[WRITTEN PROBLEM] Which rows below contain the word "backpack"? Find each one and copy it whole, matching the word's case exactly.

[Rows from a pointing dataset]
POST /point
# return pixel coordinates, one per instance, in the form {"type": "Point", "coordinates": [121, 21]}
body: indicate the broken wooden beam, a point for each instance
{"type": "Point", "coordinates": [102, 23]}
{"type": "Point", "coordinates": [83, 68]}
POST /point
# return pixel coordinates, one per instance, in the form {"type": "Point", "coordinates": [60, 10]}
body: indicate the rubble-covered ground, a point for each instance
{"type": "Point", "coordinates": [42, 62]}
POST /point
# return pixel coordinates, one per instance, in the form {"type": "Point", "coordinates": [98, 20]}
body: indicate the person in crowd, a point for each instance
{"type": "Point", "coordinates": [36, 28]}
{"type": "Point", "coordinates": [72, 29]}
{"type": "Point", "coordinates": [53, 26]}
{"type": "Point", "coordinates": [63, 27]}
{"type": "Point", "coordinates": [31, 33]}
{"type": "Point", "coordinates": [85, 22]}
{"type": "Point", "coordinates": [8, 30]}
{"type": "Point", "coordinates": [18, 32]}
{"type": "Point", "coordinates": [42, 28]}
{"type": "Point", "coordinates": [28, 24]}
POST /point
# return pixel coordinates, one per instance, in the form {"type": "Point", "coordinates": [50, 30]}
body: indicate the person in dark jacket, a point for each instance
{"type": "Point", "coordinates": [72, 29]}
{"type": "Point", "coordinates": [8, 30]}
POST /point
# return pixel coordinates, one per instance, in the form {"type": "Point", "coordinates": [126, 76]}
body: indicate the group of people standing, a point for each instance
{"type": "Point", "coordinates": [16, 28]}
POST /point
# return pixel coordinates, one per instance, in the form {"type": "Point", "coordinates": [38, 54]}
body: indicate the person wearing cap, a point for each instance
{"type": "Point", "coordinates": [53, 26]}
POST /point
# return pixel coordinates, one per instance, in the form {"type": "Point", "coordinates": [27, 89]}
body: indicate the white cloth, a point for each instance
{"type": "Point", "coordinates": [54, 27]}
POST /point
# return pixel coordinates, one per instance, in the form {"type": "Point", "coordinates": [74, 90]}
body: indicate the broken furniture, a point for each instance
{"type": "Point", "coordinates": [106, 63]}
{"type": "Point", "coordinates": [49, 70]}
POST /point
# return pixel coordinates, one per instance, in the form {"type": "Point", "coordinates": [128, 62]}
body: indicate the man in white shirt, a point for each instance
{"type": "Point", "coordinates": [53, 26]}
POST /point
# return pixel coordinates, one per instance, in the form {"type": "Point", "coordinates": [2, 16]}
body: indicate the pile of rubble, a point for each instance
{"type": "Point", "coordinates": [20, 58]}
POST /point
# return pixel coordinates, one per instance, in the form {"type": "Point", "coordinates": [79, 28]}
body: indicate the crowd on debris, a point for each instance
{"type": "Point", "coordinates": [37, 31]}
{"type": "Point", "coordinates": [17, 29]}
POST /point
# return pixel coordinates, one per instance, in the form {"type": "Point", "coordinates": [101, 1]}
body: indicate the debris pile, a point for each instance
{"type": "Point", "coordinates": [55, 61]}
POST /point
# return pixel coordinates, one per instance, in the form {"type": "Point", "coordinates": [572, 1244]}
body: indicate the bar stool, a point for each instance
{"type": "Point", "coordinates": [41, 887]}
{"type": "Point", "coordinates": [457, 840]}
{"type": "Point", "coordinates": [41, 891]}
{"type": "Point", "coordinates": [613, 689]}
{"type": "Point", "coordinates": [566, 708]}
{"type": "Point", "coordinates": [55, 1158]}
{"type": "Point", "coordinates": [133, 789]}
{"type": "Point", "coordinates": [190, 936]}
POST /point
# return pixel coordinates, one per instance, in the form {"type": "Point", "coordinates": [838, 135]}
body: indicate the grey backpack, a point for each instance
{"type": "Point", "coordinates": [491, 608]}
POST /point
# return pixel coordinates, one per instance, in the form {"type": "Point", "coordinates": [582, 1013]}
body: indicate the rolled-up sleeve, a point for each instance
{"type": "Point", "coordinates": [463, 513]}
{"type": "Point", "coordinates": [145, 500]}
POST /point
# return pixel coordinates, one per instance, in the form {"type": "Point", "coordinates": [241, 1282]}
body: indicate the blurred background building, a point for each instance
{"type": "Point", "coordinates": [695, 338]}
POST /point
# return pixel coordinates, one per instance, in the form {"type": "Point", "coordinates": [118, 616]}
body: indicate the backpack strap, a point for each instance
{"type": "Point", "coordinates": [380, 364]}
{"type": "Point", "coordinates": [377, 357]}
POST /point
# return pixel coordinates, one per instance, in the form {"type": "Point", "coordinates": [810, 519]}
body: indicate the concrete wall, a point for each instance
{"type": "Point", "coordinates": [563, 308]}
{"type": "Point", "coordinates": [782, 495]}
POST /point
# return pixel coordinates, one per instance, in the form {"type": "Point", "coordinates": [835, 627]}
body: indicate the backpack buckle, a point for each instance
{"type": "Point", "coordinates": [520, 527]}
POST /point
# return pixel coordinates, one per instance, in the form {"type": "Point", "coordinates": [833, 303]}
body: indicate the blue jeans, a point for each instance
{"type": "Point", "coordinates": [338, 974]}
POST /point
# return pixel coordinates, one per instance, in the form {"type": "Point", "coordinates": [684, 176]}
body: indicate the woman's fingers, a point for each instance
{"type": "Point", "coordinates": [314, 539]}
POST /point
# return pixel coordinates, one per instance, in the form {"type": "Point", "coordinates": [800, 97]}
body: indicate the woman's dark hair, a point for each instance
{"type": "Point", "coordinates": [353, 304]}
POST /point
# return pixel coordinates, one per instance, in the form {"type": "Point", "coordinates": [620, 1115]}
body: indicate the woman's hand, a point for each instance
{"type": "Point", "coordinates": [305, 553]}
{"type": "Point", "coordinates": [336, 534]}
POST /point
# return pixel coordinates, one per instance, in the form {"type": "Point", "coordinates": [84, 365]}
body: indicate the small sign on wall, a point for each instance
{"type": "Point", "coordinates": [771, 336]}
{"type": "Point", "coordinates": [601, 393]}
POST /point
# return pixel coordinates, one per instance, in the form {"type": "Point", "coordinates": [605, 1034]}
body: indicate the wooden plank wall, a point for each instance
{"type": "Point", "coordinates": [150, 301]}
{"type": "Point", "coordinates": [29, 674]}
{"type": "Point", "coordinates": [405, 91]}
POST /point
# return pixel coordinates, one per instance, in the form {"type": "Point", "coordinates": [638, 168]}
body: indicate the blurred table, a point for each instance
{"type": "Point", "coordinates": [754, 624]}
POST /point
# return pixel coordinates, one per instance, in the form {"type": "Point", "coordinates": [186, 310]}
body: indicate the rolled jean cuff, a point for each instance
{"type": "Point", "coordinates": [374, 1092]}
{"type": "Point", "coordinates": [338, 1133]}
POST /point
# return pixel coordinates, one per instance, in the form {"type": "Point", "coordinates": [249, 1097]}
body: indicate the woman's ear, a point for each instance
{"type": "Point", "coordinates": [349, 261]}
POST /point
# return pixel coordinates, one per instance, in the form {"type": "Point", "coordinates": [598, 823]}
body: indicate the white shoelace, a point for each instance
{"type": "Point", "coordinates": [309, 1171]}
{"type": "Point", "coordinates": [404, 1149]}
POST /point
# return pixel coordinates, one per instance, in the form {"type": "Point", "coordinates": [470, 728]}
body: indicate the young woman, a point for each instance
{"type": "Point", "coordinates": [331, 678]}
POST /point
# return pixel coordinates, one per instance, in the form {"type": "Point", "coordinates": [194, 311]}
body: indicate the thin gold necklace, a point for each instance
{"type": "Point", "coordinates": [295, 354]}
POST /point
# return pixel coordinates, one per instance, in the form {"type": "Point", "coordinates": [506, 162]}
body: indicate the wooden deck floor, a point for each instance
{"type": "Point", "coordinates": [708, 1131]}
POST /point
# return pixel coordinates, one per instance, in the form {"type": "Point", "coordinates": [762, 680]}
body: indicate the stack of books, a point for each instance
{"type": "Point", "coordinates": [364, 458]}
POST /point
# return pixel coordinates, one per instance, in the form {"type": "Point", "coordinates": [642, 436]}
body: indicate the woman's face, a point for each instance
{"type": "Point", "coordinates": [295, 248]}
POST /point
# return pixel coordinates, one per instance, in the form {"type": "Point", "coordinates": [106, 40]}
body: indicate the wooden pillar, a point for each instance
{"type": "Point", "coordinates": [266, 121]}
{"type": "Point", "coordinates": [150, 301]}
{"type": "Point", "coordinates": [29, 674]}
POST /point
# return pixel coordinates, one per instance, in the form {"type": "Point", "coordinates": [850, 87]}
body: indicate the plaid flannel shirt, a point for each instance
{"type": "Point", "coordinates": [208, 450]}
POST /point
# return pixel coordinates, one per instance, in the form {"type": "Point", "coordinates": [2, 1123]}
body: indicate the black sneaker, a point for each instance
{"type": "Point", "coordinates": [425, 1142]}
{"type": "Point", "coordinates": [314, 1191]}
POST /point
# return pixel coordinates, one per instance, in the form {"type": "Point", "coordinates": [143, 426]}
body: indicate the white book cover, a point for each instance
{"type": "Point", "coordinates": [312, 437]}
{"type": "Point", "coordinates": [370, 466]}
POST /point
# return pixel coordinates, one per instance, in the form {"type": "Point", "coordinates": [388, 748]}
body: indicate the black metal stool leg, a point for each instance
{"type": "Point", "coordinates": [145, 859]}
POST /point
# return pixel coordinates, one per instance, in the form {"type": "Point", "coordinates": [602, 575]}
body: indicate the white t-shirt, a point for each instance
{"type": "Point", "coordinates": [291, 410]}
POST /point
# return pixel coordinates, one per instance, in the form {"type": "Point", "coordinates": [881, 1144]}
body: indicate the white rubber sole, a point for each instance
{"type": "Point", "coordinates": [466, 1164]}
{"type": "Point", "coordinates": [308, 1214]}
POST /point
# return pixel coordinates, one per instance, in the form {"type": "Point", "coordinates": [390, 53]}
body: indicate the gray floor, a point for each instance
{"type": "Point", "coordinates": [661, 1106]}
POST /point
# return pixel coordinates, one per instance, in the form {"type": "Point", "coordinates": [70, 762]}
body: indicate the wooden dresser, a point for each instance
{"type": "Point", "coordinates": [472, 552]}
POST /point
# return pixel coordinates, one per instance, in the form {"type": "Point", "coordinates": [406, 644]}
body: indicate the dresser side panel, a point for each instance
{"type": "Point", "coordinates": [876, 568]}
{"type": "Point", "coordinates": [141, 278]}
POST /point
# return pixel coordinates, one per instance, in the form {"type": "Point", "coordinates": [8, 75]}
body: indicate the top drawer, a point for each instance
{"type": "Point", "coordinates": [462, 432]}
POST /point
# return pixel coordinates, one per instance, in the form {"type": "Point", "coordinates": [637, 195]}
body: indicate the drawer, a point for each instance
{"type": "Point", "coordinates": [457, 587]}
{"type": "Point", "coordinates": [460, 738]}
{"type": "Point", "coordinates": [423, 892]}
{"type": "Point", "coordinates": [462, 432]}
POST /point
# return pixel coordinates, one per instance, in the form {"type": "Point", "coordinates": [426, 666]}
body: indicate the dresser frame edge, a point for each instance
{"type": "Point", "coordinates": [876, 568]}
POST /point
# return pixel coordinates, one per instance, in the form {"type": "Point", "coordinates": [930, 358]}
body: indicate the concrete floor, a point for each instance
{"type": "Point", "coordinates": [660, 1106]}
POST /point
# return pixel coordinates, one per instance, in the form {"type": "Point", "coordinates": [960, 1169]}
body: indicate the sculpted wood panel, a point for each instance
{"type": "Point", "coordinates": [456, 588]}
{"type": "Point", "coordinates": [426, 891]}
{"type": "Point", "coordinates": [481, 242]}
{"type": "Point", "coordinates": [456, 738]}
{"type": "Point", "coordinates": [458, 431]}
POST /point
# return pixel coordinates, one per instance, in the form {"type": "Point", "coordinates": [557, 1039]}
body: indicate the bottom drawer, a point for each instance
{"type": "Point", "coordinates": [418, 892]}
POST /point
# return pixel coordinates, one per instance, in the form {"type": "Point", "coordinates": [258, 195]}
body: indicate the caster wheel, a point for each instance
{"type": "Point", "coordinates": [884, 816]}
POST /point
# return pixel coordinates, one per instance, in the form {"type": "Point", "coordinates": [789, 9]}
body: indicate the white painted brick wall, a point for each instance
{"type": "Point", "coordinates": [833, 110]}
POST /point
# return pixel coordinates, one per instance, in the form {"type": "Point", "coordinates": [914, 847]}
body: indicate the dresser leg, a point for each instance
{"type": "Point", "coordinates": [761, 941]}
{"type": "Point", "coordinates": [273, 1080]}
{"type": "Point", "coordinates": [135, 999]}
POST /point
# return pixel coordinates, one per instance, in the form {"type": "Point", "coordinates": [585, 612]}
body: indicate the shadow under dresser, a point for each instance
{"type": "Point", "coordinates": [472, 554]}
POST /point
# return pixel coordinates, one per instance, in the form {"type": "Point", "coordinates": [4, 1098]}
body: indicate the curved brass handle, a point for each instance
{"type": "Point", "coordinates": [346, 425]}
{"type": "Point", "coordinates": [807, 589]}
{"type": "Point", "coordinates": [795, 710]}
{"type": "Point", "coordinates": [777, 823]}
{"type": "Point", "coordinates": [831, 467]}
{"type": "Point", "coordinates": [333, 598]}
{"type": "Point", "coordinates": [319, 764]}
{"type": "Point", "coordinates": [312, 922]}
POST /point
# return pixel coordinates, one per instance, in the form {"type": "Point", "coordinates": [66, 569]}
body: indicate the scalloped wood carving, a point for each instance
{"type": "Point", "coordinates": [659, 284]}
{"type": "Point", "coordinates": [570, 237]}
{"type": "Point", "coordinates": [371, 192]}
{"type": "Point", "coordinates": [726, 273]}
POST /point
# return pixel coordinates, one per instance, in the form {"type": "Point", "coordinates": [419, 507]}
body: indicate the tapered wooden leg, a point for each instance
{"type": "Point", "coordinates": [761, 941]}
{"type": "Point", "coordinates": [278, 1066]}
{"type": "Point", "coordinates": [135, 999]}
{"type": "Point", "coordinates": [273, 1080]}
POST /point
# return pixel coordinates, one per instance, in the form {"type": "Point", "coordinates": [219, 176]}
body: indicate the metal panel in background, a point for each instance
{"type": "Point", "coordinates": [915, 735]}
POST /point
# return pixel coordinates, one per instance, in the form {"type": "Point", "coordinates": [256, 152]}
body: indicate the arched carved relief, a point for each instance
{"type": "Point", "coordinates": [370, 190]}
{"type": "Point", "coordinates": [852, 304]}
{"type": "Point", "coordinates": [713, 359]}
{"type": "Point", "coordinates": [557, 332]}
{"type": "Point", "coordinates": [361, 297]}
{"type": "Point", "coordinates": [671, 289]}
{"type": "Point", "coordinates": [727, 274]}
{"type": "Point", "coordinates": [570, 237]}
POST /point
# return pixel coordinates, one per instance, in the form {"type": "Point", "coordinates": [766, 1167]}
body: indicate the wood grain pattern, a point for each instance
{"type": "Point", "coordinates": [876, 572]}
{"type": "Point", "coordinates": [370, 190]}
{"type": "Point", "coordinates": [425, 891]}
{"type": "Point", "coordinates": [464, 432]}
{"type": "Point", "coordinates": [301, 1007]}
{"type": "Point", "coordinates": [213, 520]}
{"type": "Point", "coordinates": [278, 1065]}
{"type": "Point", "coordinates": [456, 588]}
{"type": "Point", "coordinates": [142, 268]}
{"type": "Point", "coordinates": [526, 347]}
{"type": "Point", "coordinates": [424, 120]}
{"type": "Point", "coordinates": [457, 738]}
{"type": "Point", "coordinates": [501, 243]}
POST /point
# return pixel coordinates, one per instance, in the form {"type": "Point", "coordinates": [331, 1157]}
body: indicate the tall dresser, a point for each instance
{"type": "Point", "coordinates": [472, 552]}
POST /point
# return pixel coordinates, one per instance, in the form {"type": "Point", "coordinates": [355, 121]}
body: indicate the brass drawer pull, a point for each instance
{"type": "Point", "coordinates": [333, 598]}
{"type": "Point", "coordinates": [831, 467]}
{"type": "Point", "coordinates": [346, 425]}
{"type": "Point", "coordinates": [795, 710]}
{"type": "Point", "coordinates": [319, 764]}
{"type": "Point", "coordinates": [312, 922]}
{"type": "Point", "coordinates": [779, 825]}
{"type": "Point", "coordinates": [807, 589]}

[COMPLETED TASK]
body: indicate the grey backpack, a point for each instance
body: indicate the backpack strap, a point for each instance
body: indicate the backpack buckle, a point for each instance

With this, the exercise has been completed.